━━━ GIVEN ENTRIES
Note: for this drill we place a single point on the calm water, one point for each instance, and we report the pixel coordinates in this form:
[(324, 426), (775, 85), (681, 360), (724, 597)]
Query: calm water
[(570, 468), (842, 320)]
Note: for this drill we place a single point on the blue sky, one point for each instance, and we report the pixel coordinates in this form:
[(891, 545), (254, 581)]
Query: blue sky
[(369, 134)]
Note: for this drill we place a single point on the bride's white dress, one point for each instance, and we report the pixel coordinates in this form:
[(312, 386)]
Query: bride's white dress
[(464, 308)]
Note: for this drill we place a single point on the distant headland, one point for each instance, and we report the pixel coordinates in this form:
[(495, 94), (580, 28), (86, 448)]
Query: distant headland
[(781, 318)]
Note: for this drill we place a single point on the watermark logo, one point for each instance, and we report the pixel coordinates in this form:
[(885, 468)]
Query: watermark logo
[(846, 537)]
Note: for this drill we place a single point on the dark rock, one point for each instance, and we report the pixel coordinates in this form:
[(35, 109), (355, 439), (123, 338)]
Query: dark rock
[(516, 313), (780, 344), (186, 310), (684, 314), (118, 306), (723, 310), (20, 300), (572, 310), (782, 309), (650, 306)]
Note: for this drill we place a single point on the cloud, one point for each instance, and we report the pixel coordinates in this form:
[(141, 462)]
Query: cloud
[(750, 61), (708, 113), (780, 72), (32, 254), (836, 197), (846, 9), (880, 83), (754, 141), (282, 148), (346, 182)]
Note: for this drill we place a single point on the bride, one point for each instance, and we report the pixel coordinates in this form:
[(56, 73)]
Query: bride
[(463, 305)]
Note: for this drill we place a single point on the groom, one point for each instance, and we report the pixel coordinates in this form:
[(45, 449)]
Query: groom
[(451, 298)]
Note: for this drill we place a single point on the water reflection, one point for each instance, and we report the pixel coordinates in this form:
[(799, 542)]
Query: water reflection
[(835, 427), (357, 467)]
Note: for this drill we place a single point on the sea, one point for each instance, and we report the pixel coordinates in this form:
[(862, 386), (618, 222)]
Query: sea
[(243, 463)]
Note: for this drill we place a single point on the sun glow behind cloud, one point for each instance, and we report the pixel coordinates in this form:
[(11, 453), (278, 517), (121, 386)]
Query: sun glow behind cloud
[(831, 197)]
━━━━━━
WHAT YOU WILL DO →
Turn every line of the records above into a numbered list, leaving out any blank lines.

EXERCISE RESPONSE →
1. Note: for this drill we place a single point on the calm water, one point for each instance, and we report the pixel coordinates in this form:
2. [(324, 426), (775, 85), (681, 360), (724, 597)]
3. Query: calm water
4. [(570, 468), (842, 320)]
5. Note: for this drill we place a single point on the blue sky, one point for each instance, and we report the pixel coordinates in this form:
6. [(891, 545), (254, 581)]
7. Query: blue sky
8. [(369, 134)]
9. Note: for this drill we place a single point on the bride's white dress, one point for each instance, and we report the pixel coordinates in this form:
10. [(312, 386)]
11. Query: bride's white dress
12. [(464, 308)]
13. Note: for this drill we place a single point on the distant headland, one point for each instance, and we report the pixel coordinates in this form:
14. [(495, 94), (580, 28), (86, 448)]
15. Query: distant headland
16. [(781, 318)]
17. Note: for this drill we place a single point on the watermark logo, one point for each instance, and we report the pixel coordinates in this form:
18. [(885, 468)]
19. Query: watermark logo
20. [(846, 537)]
21. Note: for this drill we place a single point on the dark rock, one point for each instance, and we report the pixel coordinates in this form:
22. [(35, 109), (355, 439), (123, 338)]
23. Query: dark rock
24. [(516, 313), (780, 344), (186, 310), (684, 314), (118, 306), (723, 310), (20, 300), (572, 310), (782, 309), (650, 306)]
25. Note: for this drill we place a single point on the cloud, one point for each instance, and we report the pixel coordinates in this form:
26. [(141, 462)]
27. Query: cloud
28. [(750, 61), (708, 113), (780, 72), (32, 254), (836, 197), (846, 9), (880, 83), (754, 141), (282, 148), (346, 182)]
29. Note: for this drill we place a single point on the bride, one point for each instance, and we report the pixel coordinates in this form:
30. [(56, 73)]
31. Query: bride
32. [(463, 305)]
33. Note: for this drill we place a single point on the groom, one point for each instance, and we report the pixel coordinates in this form:
34. [(45, 449)]
35. Query: groom
36. [(451, 298)]
37. Note: for this drill we place a single point on the water reflection, one point for each instance, and we report the pixel coordinates in this form:
38. [(799, 542)]
39. Query: water reflection
40. [(835, 427), (357, 467)]
41. Note: for this drill we place a single point on the sea, one point for each instance, and we report the pixel coordinates in this form:
42. [(862, 386), (618, 222)]
43. Query: sea
44. [(243, 463)]
45. Note: for this drill we place a single point on the sun glow behind cloud, one point for each instance, and we report the pixel coordinates in this form:
46. [(11, 453), (278, 517), (121, 386)]
47. Query: sun glow behind cloud
48. [(831, 197)]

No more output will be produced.